### SELECTED PASSAGE
• • •
Thursday, March 14, 2013

Not so special after all

Because I'm British, well English- that even more Anglo-Saxon super-section of former white imperial overlords - (and with bad teeth, according to the more recent American overlords who sneer at us because they're still jealous,) OK - well, because I am English with all those centuries-old certainties, it's always a shock when I find myself sinking to the level of  the smaller peoples of the world.

For example: French troops in Mali - and suddenly on the TV there are Africans speaking perfect French - ordinary ones! (Ordinary Africans.) Where did that come from? (Of course, when you don't speak any French, any French sounds perfect.)  It's quite a smack to be reminded, of course, the French were in Africa too. And how odd that some Africans speak Portuguese- It  doesn't seem quite right. I never heard about any of that growing up. For a moment I feel as aggrieved as a Serb squaring up to the Greeks who lord it over the Balkans with all their statues and temples and stuff. Or an Albanian student unable to sit still in class because he had just seen the portrait of an Albanian poet  hung lower than the picture of a Serbian one.
• • •
### GIVEN DATA
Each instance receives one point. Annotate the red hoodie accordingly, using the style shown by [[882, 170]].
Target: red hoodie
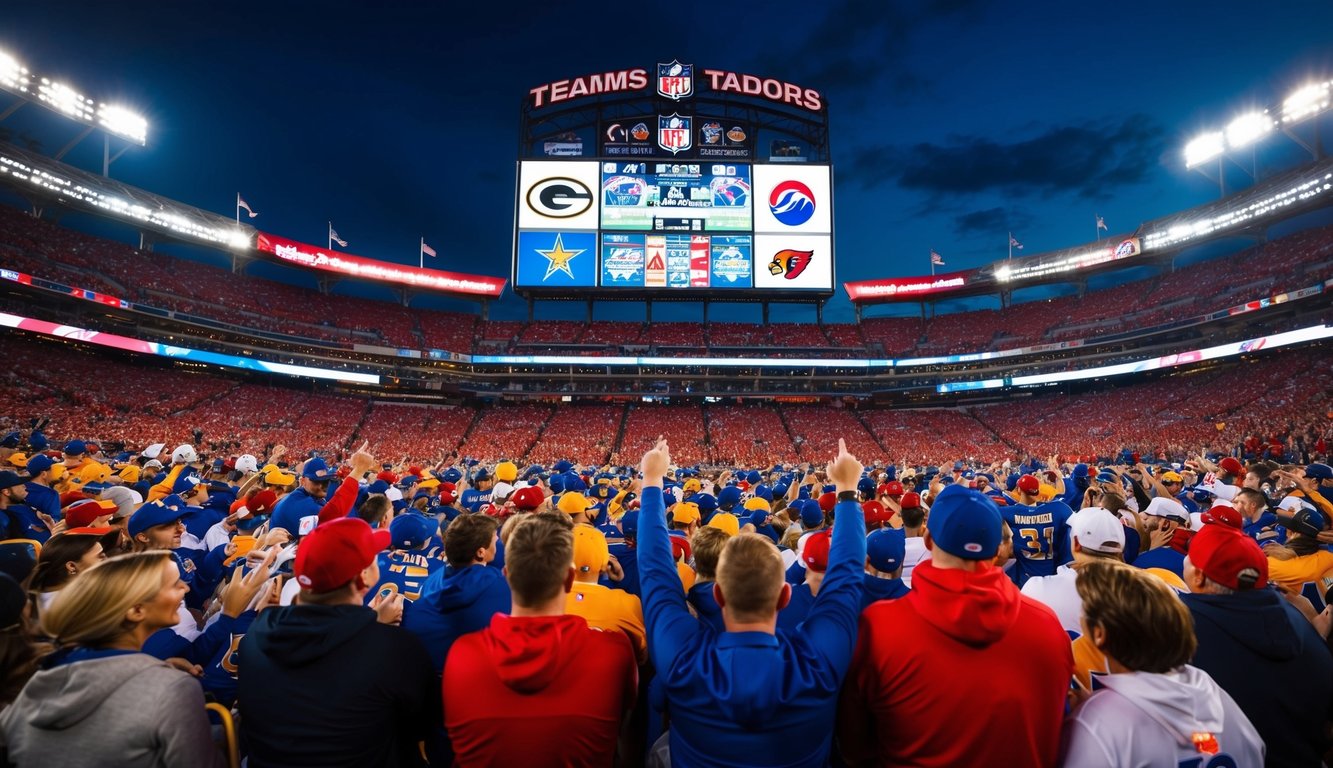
[[537, 691], [961, 671]]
• • •
### PROBLEM TO WORK ON
In the blog post "Not so special after all," which language other than French does the writer find it odd that some Africans speak?

### ANSWER FOR THIS EXERCISE
Portuguese.